REQUIRED TASKS:
1. In the text about Haliya, retype the part that opens with the words containing "Municipal Council in" and closes with "from the town.".
2. According to the text about Haliya, how far is the town from its district headquarters, Nalgonda?

SELECTED PASSAGE:
*** Begin section ***

= Haliya, Telangana =

Municipal Council in Telangana, India

Haliya is a municipality located in Anumula mandal of Nalgonda district, Telangana, India. The population as per the 2011 census is 17371 and its extent is 42.84 km^{2}. It is situated 150 km away from the state capital of Telangana i.e., Hyderabad and is connected to Nagarjuna Sagar road. It is situated 34 km away from Dist. Headquarters Viz., Nalgonda and 31 km away from the division Miryalaguda. The River Krishna is passing by the side of Nagarjuna Sagar which is 25 km away from the town.

The Haliya is famous for the lord Ramalayam Temple. The town is well industrially developed and the largest rice milling centre in Asia having 22 parboiled Rice Industries and various small scale industries. It is an agriculture centre for paddy and is situated under the Command area of Nagarjuna Sagar Left Canal. Employment is generated through agriculture and industries.

The town is the main education centre in Mandal. Having 3 Junior Colleges, 10 High Schools and 21 Primary and upper primary schools in the town. There are (1) PHC & 11 others clinics, Dispensaries and Nursing Homes run by private Medical Practitioners.

Haliya Municipality is predominantly covered by residential areas followed by commercial, public semi-public offices and Cinema Halls, T.S.R.T.C Bus Stand Market yards.

*** End section ***

RECORDS:
*** Begin section ***

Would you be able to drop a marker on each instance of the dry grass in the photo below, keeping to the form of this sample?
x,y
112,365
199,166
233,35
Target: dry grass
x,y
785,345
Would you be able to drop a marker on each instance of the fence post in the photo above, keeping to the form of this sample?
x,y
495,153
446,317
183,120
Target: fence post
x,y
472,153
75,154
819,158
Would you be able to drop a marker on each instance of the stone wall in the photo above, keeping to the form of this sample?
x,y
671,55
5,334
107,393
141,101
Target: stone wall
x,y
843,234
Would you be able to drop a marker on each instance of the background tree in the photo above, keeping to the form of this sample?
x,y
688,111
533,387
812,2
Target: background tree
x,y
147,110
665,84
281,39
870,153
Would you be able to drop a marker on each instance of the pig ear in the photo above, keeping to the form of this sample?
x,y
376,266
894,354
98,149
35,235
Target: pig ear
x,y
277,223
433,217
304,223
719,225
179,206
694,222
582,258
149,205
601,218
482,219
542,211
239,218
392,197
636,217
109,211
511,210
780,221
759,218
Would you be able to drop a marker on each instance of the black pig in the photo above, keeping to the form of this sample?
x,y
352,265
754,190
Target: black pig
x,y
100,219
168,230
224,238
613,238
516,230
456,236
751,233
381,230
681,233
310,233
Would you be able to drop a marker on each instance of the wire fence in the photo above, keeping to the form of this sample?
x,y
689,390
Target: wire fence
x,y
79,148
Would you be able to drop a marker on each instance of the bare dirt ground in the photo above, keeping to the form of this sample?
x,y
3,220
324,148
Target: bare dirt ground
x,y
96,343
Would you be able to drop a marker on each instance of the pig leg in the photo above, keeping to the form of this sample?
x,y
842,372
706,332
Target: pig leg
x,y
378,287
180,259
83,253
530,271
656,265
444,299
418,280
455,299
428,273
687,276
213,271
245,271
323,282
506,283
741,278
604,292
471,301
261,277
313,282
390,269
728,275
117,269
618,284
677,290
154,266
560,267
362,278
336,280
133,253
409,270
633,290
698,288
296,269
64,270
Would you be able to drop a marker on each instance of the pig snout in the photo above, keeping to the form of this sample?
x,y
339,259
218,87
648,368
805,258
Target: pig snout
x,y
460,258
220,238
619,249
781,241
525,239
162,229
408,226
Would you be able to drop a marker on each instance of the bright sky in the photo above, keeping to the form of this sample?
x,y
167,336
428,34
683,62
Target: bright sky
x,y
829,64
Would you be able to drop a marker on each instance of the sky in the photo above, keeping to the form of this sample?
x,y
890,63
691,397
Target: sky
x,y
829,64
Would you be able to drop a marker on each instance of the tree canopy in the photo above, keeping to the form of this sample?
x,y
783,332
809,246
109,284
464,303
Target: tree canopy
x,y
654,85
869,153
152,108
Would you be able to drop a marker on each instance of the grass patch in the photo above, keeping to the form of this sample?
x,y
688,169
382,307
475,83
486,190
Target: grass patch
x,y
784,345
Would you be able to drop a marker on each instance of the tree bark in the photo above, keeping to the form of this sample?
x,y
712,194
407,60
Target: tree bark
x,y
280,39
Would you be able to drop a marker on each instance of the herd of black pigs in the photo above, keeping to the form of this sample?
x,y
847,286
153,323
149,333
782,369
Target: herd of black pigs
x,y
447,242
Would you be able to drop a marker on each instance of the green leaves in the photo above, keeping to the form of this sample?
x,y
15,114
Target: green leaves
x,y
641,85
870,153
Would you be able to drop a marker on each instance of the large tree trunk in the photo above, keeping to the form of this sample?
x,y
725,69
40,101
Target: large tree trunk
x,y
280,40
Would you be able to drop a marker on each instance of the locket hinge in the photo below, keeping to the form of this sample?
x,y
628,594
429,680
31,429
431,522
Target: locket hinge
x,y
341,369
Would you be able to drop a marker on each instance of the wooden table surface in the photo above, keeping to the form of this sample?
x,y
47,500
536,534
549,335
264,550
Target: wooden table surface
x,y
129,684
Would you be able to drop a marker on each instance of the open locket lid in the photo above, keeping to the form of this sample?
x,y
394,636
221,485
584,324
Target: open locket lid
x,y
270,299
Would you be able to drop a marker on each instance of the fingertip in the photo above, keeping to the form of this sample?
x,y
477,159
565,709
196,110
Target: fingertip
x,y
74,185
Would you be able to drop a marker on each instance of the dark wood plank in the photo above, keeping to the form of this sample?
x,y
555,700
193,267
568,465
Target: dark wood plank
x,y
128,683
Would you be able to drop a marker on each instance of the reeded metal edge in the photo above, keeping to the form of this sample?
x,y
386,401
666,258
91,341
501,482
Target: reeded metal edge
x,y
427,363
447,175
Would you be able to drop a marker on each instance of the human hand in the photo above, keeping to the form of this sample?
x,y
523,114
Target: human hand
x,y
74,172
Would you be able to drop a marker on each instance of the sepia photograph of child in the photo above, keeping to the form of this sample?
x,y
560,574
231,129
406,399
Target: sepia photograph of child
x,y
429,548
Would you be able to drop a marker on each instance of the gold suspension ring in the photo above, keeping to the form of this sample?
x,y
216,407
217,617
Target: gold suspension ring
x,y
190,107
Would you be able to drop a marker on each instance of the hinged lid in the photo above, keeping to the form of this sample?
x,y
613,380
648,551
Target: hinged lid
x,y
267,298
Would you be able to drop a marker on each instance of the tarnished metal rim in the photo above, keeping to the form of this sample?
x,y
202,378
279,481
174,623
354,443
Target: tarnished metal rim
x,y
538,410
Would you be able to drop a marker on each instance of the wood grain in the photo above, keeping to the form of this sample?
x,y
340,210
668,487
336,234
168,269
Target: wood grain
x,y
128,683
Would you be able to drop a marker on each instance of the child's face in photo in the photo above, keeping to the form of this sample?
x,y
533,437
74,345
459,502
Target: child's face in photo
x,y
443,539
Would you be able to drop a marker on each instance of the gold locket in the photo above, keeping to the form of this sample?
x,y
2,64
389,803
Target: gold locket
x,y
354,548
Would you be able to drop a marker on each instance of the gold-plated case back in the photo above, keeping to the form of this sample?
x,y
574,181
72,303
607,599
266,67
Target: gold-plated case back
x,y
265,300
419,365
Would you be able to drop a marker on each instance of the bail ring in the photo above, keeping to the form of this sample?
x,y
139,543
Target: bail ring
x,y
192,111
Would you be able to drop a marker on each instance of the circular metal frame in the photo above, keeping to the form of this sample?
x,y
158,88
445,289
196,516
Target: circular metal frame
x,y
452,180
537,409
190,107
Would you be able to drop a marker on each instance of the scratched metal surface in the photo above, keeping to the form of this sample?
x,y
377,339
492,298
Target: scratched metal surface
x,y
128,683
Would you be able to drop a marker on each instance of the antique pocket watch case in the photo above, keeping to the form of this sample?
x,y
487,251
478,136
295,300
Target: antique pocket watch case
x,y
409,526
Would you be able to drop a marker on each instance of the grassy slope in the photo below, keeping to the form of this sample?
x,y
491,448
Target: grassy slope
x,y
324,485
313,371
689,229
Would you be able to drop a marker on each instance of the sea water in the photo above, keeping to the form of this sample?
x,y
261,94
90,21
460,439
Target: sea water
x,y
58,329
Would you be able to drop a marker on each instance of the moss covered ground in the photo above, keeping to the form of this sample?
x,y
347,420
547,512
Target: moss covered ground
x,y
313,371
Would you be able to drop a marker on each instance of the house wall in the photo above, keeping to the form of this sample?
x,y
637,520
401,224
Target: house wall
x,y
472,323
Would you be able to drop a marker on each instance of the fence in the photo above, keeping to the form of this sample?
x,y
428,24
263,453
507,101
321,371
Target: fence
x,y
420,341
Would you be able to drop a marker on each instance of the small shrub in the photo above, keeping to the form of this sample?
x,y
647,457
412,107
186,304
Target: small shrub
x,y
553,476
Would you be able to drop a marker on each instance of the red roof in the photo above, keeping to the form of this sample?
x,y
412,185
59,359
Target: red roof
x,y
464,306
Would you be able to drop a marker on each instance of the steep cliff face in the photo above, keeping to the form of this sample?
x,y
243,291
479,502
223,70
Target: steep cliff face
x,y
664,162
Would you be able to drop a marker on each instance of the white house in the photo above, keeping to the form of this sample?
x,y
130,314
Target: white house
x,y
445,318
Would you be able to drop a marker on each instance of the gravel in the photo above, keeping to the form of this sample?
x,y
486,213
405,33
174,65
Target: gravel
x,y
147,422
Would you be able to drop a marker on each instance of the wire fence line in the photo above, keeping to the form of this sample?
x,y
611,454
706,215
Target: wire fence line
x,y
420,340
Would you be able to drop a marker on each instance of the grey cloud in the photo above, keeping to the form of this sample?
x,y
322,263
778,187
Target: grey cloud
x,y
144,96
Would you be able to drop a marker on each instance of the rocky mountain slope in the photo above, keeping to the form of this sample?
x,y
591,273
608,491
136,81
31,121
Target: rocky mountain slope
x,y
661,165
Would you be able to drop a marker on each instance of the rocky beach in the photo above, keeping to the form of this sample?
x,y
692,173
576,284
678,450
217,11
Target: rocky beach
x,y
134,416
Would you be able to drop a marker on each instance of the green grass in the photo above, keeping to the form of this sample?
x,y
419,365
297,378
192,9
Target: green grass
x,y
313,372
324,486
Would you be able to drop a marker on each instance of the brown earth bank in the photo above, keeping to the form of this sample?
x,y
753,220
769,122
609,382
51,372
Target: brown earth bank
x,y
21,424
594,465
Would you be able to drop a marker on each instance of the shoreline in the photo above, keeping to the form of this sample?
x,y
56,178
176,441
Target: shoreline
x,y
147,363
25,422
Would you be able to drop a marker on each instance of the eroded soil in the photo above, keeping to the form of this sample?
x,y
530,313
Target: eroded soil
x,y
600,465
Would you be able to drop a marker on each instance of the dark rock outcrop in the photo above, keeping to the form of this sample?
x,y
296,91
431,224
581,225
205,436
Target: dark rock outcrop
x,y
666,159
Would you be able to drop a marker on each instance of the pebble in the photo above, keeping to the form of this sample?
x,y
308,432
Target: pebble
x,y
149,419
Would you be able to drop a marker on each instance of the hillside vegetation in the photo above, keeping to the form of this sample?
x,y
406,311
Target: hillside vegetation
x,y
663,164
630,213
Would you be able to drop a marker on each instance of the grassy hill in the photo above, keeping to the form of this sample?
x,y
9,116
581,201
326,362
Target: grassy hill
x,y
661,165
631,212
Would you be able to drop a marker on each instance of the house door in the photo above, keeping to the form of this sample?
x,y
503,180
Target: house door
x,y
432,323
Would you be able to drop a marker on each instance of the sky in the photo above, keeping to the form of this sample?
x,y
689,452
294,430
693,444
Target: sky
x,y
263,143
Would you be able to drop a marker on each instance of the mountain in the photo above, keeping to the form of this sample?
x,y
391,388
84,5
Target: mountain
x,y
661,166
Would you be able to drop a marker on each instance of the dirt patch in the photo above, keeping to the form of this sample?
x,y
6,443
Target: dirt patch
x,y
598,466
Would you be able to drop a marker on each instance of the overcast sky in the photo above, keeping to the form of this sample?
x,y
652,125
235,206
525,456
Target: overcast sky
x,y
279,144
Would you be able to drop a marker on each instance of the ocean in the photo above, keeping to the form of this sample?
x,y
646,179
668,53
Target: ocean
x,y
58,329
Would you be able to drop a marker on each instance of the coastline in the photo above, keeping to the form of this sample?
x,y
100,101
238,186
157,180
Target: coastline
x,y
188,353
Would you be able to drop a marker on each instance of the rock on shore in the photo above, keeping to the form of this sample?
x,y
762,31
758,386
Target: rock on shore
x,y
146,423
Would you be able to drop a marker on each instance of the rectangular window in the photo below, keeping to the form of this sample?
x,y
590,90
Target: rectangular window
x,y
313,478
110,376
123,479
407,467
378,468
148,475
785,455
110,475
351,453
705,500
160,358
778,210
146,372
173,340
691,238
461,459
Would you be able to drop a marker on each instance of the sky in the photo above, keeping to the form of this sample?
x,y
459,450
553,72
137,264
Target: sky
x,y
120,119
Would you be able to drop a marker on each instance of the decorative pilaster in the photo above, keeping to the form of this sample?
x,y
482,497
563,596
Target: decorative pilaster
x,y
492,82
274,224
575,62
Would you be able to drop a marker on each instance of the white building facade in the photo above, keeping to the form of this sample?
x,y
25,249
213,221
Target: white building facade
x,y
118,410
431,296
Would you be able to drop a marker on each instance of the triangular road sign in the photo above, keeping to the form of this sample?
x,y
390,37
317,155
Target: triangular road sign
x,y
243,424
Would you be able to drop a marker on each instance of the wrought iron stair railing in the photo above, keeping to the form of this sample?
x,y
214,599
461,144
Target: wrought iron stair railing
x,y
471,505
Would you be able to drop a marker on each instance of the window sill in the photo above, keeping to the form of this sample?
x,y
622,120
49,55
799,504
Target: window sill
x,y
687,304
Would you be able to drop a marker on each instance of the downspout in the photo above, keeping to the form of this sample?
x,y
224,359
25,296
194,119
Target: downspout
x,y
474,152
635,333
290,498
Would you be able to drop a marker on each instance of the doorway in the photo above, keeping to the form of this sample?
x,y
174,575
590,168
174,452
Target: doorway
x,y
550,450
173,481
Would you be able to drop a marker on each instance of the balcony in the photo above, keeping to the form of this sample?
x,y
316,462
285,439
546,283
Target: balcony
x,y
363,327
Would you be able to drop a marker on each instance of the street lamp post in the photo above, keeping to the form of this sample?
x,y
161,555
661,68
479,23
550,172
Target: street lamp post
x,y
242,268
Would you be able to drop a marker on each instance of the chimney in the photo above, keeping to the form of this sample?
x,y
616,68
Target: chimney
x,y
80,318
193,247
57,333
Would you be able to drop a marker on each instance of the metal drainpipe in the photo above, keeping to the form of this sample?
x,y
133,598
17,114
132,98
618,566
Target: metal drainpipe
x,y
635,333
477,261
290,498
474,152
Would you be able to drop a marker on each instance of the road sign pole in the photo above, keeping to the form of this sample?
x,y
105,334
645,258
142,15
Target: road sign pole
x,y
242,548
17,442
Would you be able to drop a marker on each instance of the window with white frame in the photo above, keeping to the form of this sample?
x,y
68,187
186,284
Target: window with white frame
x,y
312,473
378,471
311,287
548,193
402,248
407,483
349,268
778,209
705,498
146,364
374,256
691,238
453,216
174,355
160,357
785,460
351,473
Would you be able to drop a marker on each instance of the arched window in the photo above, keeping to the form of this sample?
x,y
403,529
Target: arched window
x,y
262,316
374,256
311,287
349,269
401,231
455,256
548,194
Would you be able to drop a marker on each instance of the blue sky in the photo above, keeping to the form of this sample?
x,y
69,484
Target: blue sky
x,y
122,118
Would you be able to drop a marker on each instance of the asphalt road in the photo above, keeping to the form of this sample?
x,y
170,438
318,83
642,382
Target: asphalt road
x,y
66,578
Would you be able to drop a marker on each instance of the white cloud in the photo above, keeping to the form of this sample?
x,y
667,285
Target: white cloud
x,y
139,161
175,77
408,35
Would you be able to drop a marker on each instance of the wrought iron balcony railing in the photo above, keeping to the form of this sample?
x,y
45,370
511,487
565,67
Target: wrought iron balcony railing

*** End section ***

SOLUTIONS TO THE TASKS:
1.
Municipal Council in Telangana, India

Haliya is a municipality located in Anumula mandal of Nalgonda district, Telangana, India. The population as per the 2011 census is 17371 and its extent is 42.84 km^{2}. It is situated 150 km away from the state capital of Telangana i.e., Hyderabad and is connected to Nagarjuna Sagar road. It is situated 34 km away from Dist. Headquarters Viz., Nalgonda and 31 km away from the division Miryalaguda. The River Krishna is passing by the side of Nagarjuna Sagar which is 25 km away from the town.

2. 34 km